SELECTED PASSAGE »

◇ ◇ ◇ ◇ ◇ ◇ ◇

If you meditate and quiet the mind, whatever is left is "reality". It's all One Thing because nothing arises without a connection to something else, so it's all a lattice of interconnected things -- but there is no self in any of it. It's all just happening, no rhyme or reason.

Reality is absolutely not "what you make of it". There is no "you" in there. "You" comes and goes, just like any emotional state. When you go to sleep at night, where does "you" go. If we put you under anesthesia, where are "you"? We have this fixed idea of self and ego but it's all built upon a false premise. Desire is just as transient. People who claim they are manifesting what they want simply because they want it are dangerously deluded. There's nothing really happening within their control and there's no self perceiving it either -- just a constant, never-changing, present awareness. Anything beyond that is selective reasoning as a layer on top of present awareness, i.e. ego and mind, which is no better than a hologram.
 
Last edited:
Reality is whatever is being experienced, in the present moment. Each experience is empty of self, it's not an entity in of itself, it comes and goes, arises and ceases, there's no solidity to it, everything is ephemeral and changes, without any input from any creator; the mind can intervene and alter the course, but it can't turn things off or leap from one state of being from another. The mind is only able to affect things in terms of its judgments and desires, what we want to be a certain way -- it has a certain power that leads us in a direction. But we see that things like pain we can't control, and the more we try to control the more we suffer. Once you start to see things as coming and going on their own, rising when they want and ceasing when they want, going of their own accord and not according to our wishes, and that the only input we thought we had was really just coming from the projection of mind, that is the realization of Emptiness. There is no self involved, no control involved -- everything is Empty of any being. Every part of reality is Empty of any reason or benefit to cling to it in terms of "this will make me happy when it comes, or this will make me happy when it goes." Otherwise there is dependency on things that are impermanent, unsatisfying and uncontrollable.

◇ ◇ ◇ ◇ ◇ ◇ ◇

RECORDS PROVIDED »
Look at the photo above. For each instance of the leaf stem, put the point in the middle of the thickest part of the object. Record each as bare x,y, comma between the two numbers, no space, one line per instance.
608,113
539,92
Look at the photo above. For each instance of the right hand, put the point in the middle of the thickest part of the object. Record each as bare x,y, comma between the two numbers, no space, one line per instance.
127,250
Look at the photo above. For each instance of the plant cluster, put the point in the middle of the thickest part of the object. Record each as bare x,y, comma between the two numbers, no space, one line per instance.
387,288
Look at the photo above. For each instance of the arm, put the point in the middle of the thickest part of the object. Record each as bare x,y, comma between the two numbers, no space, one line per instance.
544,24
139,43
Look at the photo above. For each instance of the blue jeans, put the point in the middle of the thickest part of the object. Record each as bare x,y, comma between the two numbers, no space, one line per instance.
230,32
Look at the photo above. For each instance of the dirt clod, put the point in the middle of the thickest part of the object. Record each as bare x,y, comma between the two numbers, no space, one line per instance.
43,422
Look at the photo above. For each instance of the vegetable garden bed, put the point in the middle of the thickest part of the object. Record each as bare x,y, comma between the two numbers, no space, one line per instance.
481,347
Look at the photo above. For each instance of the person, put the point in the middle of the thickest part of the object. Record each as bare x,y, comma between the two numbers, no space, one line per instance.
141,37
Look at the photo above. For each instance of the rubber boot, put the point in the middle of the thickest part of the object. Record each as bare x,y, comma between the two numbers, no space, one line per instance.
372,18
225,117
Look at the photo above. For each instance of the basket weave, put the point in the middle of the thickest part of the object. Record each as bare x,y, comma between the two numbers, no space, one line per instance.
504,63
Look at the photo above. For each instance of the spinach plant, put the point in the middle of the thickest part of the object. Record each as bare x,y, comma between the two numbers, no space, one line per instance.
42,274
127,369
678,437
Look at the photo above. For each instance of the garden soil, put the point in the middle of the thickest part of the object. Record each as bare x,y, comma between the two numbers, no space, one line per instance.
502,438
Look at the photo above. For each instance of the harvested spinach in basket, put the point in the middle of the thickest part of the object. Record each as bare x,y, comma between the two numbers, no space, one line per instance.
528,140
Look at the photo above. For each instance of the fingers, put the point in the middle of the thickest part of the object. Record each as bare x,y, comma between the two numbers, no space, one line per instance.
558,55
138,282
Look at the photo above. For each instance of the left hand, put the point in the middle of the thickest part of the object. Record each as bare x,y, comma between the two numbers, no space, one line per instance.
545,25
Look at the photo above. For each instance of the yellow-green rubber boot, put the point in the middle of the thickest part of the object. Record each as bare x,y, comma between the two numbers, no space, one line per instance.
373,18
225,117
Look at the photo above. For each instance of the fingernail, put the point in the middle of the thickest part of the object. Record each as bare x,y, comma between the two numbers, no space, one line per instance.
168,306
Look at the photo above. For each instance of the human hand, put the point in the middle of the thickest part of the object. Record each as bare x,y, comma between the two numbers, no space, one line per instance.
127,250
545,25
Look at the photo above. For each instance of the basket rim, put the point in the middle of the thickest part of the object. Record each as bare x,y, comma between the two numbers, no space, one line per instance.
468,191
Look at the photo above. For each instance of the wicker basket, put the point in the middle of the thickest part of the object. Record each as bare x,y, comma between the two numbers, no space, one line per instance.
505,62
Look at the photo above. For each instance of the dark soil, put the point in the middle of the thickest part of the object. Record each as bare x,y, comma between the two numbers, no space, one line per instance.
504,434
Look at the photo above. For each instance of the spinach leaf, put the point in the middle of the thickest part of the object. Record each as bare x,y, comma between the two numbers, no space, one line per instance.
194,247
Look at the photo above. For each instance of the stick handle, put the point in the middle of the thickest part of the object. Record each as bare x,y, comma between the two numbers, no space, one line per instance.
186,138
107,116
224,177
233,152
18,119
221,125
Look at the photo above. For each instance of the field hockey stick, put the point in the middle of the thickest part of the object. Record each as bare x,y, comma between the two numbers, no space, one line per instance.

◇ ◇ ◇ ◇ ◇ ◇ ◇

TASK TO CARRY OUT » In the passage on reality and the self, give the part between "If you meditate" and "rhyme or reason.", inclusive, again, switching "lattice" to "network".

TASK SOLUTION »
If you meditate and quiet the mind, whatever is left is "reality". It's all One Thing because nothing arises without a connection to something else, so it's all a network of interconnected things -- but there is no self in any of it. It's all just happening, no rhyme or reason.